» **The task**: Translate this sentence from the text below about reporting in Basra into Spanish: "He grew a beard and bought local clothes to blend in."

» **Text excerpt**:
....

BY TIMOTHY M. PHELPS
WASHINGTON BUREAU CHIEF

WASHINGTON -- When I was in Basra reporting for Newsday for three weeks last month, I was accompanied by at least one bodyguard armed with an AK-47 semiautomatic rifle, and sometimes by a whole group of bodyguards.

I never walked the streets. The one time I was invited out to dinner at a restaurant, my host, a tough political leader, sent two cars full of bodyguards to pick me up. Some sat in the street outside the hotel, others at the table next to us. My host picked up the tab for 10.

Steve Vincent, as a freelance writer, did not have access to bodyguards and full-time cars and drivers, and probably didn't want them. He grew a beard and bought local clothes to blend in. He refused to be confined to the Merbed Hotel, the rather shabby hotel where we both stayed. He told me jokingly that his bodyguard was his translator, Nour Weidi, a young, savvy Iraqi woman who always seemed to be able to talk them out of trouble.

Witnesses said she tried that again Tuesday night when masked men in a pickup truck seized them after they changed money at a shop outside the Merbed. The witnesses said Weidi was shouting at the men that they had better call her family in the Juneina district, implying that her father and brothers would come to avenge her.

....

» **Study material**:
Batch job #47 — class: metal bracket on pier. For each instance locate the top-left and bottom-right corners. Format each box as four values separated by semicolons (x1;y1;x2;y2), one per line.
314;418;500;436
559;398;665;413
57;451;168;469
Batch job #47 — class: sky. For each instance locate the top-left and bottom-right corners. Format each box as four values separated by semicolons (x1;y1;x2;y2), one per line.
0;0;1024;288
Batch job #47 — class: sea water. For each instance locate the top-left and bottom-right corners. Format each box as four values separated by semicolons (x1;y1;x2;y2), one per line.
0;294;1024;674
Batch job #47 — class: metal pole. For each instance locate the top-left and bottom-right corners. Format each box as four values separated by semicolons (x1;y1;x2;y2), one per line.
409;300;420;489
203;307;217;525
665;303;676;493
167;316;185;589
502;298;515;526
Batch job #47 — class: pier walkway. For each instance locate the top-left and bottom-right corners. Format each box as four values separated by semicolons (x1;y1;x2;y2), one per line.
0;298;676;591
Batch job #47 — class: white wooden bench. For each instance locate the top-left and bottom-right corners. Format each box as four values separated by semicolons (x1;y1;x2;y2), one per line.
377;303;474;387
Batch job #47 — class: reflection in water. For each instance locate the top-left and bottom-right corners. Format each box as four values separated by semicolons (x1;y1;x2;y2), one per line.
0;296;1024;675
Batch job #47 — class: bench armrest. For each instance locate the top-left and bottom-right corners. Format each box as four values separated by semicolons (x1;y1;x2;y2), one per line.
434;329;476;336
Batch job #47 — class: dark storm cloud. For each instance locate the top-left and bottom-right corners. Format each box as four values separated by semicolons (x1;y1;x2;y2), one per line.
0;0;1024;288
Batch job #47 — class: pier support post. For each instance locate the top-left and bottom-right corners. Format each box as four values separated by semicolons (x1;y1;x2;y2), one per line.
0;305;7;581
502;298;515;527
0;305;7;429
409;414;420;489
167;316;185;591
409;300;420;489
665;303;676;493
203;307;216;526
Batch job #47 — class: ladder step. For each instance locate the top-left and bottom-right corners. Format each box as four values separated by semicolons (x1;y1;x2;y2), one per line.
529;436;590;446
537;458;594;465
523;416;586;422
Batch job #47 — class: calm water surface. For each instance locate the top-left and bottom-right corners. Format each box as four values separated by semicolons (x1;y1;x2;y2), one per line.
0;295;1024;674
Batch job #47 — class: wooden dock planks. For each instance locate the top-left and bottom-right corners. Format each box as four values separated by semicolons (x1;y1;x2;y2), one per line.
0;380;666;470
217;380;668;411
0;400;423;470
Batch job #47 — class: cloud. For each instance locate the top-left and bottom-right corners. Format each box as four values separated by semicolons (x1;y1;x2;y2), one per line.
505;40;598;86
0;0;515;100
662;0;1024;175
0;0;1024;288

....

» **Answer for this exercise**: Se dejó crecer la barba y compró ropa local para pasar desapercibido.